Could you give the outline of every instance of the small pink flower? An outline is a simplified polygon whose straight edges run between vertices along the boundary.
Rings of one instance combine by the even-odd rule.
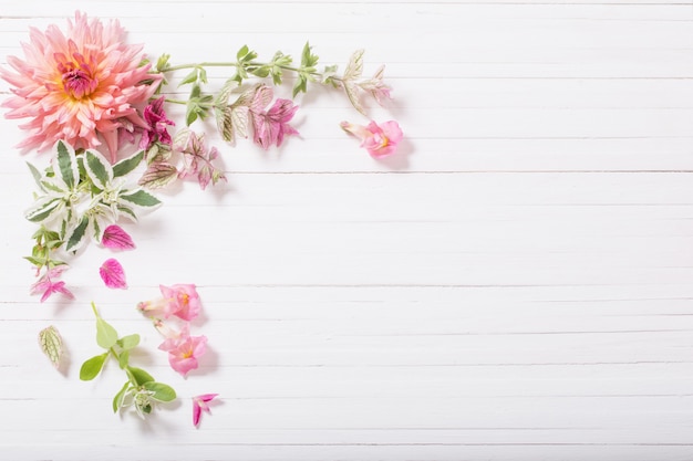
[[[107,287],[127,289],[125,272],[117,260],[114,260],[113,258],[106,260],[99,269],[99,274]]]
[[[144,119],[149,127],[142,133],[141,149],[148,149],[156,142],[170,145],[170,135],[166,126],[175,125],[175,123],[166,117],[164,101],[165,97],[162,96],[144,108]]]
[[[130,234],[116,224],[111,224],[104,229],[101,244],[111,250],[132,250],[135,248]]]
[[[203,394],[201,396],[193,397],[193,425],[195,427],[199,426],[199,419],[203,416],[203,410],[211,413],[207,404],[217,396],[218,394]]]
[[[190,336],[188,325],[184,325],[177,337],[169,337],[158,348],[168,353],[168,364],[183,377],[197,369],[197,359],[207,348],[206,336]]]
[[[344,132],[361,139],[361,147],[375,158],[394,154],[403,137],[402,129],[395,121],[382,125],[371,122],[368,126],[342,122],[340,126]]]
[[[49,269],[45,274],[41,276],[41,279],[31,285],[31,294],[43,293],[41,302],[48,300],[53,293],[61,293],[68,298],[73,300],[74,295],[65,287],[65,282],[55,281],[55,279],[60,277],[65,269],[68,269],[68,265],[65,264]]]
[[[187,322],[197,317],[201,308],[201,303],[195,284],[180,283],[172,286],[159,285],[159,290],[164,298],[170,304],[170,314]],[[168,318],[168,316],[164,318]]]

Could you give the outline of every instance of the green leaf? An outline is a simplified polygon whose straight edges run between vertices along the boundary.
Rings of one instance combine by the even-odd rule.
[[[39,332],[39,344],[41,345],[43,354],[45,354],[53,366],[58,368],[60,366],[60,357],[63,353],[63,342],[60,337],[60,333],[58,333],[58,329],[53,325]]]
[[[127,374],[131,376],[132,380],[136,383],[137,386],[144,386],[146,383],[154,381],[152,375],[137,367],[127,367],[125,368]]]
[[[24,213],[24,218],[27,218],[31,222],[41,222],[45,221],[49,218],[52,218],[53,213],[61,209],[60,205],[63,201],[60,198],[54,197],[44,197],[38,200],[33,207],[31,207]]]
[[[149,192],[138,189],[134,192],[121,193],[121,199],[134,203],[138,207],[156,207],[161,200]]]
[[[118,340],[118,334],[111,324],[101,317],[96,317],[96,344],[104,349],[110,349]]]
[[[99,376],[101,369],[103,368],[103,364],[106,362],[106,357],[108,357],[108,353],[94,356],[84,362],[82,364],[82,368],[80,368],[80,379],[83,381],[91,381]]]
[[[188,83],[197,82],[197,67],[193,69],[189,74],[185,76],[178,84],[178,86],[187,85]]]
[[[364,50],[356,50],[349,59],[346,70],[344,71],[344,80],[356,80],[361,77],[363,73],[363,52]]]
[[[58,142],[58,169],[60,170],[60,177],[68,186],[68,189],[72,190],[80,180],[80,174],[77,170],[77,163],[74,156],[74,150],[69,147],[64,142]]]
[[[74,251],[80,248],[80,245],[84,241],[84,237],[86,235],[87,227],[89,217],[84,216],[82,217],[80,223],[74,229],[72,229],[72,232],[70,232],[69,235],[65,238],[65,241],[68,242],[65,244],[66,251]]]
[[[113,177],[120,178],[133,171],[135,168],[137,168],[137,165],[139,165],[143,158],[144,150],[139,150],[135,155],[122,159],[113,166]]]
[[[144,384],[144,388],[154,392],[153,399],[158,401],[172,401],[176,398],[173,387],[163,383],[149,381]]]
[[[117,412],[117,410],[123,406],[123,401],[125,400],[125,394],[130,389],[131,383],[126,381],[121,390],[113,397],[113,412]]]
[[[118,366],[121,367],[121,369],[125,369],[128,363],[130,363],[130,350],[124,350],[121,354],[118,354]]]
[[[123,350],[134,349],[135,347],[137,347],[138,344],[139,335],[136,333],[133,335],[123,336],[117,340],[117,345],[121,346]]]
[[[101,190],[113,180],[113,167],[101,154],[95,150],[84,151],[84,168],[95,187]]]
[[[45,189],[43,188],[43,185],[41,184],[41,179],[43,178],[43,175],[41,175],[41,171],[39,171],[39,169],[34,167],[33,165],[31,165],[29,161],[27,161],[27,166],[29,167],[29,171],[31,171],[31,176],[33,177],[34,182],[37,184],[37,186],[39,186],[39,189],[45,192]]]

::::::::::

» Task goal:
Locate each line in the data above that contains the word "simplified", and copy those lines in full.

» Solution to the exercise:
Could you give the outline of every instance of the small pink flower? An outline is a simplified polygon whose straight edges run between vertices along the boundary.
Could you give the outline of every instance of the green leaf? An outline is a simplified polygon whose straight edges run between vertices along the boundary.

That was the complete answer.